* Text provided *
William Mangnall was born about 1781. We now think that his parents were John Mangnall and Mary.
William married Ann Atkinson (JM112) on 6th July 1814 at St John’s, Manchester and they had the following children:-
- Mary (HM111) born 25 May 1815, baptised 8 Aug 1815 St Ann, Manchester;
- Ann, born 23 May 1816, died 2 April 1816;
- Frances / Fanny (HM090) born 18 September 1819 in Prestwich;
- Eliza (HM194) born 17 April 1821, baptised 20 April 1821 St Mary the Virgin, Prestwich;
- William (HM120) born about 1822 in Prestwich;
- Jane (HM091) born 4 August 1823 in Prestwich;
- Edward (GM280) born 25 March 1825;
- Lucy (GM144) born 29 November 1826 in Prestwich;
- Fenton (GM142) born about 1829 in Prestwich;
- Alfred (GM106) born about 1835 in Manchester.
When his daughter Mary was baptised on the 8 Aug 1815 at St Annes Church, Manchester he was recorded as a manufacturer. At the time of Eliza’s baptism on the 20 April 1821 he was shown to be a bleacher. The 1834 Pigots Directory of Lancashire shows that William was working as an agent and was either working from or living at 25 Turner Street.
In the 1841 Census William is shown as an Agent living on St Stephen’s Street in Salford with his wife Ann and his surviving children.

* Tasks to perform *
a – Using the William Mangnall family history, explain how it establishes that William worked as a bleacher in 1821.
b – According to the William Mangnall family history, where and when did William marry Ann Atkinson?
c – Write a continuation of the William Mangnall family history that picks up after its account of the 1841 Census.
The items that come next are drawn from a separate source and are not part of the William Mangnall family history.

* Records shown *
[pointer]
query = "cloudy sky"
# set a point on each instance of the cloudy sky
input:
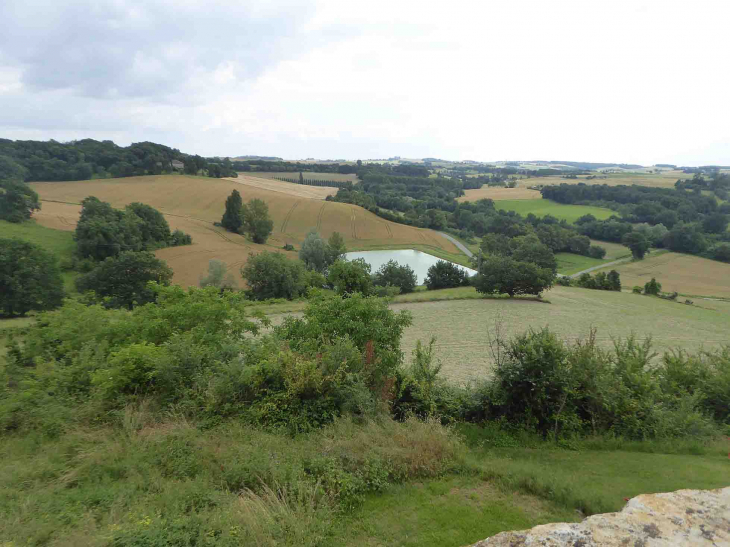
(599, 80)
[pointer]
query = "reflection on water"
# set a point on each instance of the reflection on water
(420, 262)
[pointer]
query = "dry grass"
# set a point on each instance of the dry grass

* Task results *
a – The William Mangnall family history says that when his daughter Eliza was baptized on 20 April 1821, William was shown as a bleacher. The baptism record is the basis for that occupation.

b – He married her at St John's, Manchester, on 6th July 1814.

c –
William died on 30th April 1843 in Salford (RoD Salford 1843 Q2 20 581) and was buried in the churchyard of St Mary the Virgin, Eccles.
Absolom Watkin (1787-1861) kept a diary and recorded how on the 28th March 1824, he had been for a walk on Kersal Moor and on his way home he called in at Mangnall’s bleach works. Mr Mangnall explained how he ran his business:
“He told us that he had now all his work done by piece and that in consequence he got twice as much work done in the same time and with the same number of hands as he did at his commencement. He told us that his men worked night and day. That his bowker would begin at two in the morning and work till ten at night, in which time he would bowk two bowkings, for which he was paid five shillings and fourpence. The next day the same man would bowk on bowking, beginning at two in the morning and giving over about eleven in the forenoon and for this he would receive two shillings and eightpence. His whole weekly wages therefore would be twenty-four shillings. This Mr Mangnall called by comparison extravagant wages. The work is laborious, so that the sweat runs down the man’s face while he is employed in it and he [Mangnall] is all the time surrounded by them. Mr Mangnall observed that his men worked harder than the West Indian slaves, ‘but then,’ said he, ‘it is free labour’.” (from The Diaries of Absolum Watkin – A Manchester Man 1787-1861)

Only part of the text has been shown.